» EXERCISE
Beginning with the line that holds "Target: stainless steel microwave", set down each line of the data below through the very last, exactly as given, and nothing beyond that.

» RECORDED DATA

========================

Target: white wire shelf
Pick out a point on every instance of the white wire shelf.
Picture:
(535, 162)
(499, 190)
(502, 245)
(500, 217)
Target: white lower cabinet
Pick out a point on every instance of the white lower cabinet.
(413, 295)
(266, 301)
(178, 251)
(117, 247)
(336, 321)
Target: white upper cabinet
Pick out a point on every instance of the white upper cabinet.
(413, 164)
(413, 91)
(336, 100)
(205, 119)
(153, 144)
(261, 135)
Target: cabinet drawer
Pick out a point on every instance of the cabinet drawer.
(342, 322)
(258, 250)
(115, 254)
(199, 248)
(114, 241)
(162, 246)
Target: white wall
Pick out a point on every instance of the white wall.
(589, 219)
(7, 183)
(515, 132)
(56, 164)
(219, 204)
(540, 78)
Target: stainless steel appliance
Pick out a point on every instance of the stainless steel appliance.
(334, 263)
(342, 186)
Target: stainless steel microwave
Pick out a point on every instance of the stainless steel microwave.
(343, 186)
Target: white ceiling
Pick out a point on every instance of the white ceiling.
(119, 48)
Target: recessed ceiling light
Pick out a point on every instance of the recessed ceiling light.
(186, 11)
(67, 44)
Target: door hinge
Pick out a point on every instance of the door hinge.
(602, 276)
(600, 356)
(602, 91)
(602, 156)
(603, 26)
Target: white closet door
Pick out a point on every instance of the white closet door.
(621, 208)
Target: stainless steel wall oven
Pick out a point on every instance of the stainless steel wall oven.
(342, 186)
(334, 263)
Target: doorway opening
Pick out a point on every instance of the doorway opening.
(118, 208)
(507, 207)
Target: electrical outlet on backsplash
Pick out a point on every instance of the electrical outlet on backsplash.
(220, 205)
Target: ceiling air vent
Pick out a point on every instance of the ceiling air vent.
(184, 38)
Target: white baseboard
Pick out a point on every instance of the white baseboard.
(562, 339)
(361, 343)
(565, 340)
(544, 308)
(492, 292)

========================

» SOLVED EXERCISE
Target: stainless steel microwave
Pick out a point on every instance of the stainless steel microwave.
(343, 186)
Target: white ceiling
Pick out a point on every instance of the white ceiling.
(119, 48)
Target: recessed ceiling light
Pick out a point on every instance of the recessed ceiling light.
(186, 11)
(67, 44)
Target: door hinge
Pick out a point on every instance of the door hinge.
(602, 276)
(600, 356)
(602, 91)
(602, 156)
(603, 26)
Target: white closet door
Pick out a point on every instance of the white closet door.
(621, 208)
Target: stainless steel wall oven
Pick out a point on every instance of the stainless steel wall oven.
(342, 186)
(334, 263)
Target: doorway opening
Pick out a point on every instance of the doorway opening.
(118, 208)
(507, 207)
Target: electrical outlet on backsplash
Pick out a point on every instance of the electrical outlet on backsplash.
(220, 205)
Target: ceiling air vent
Pick out a point on every instance of the ceiling air vent.
(184, 38)
Target: white baseboard
Pick out a point on every instance of the white baseboard.
(562, 339)
(361, 343)
(565, 340)
(544, 308)
(492, 292)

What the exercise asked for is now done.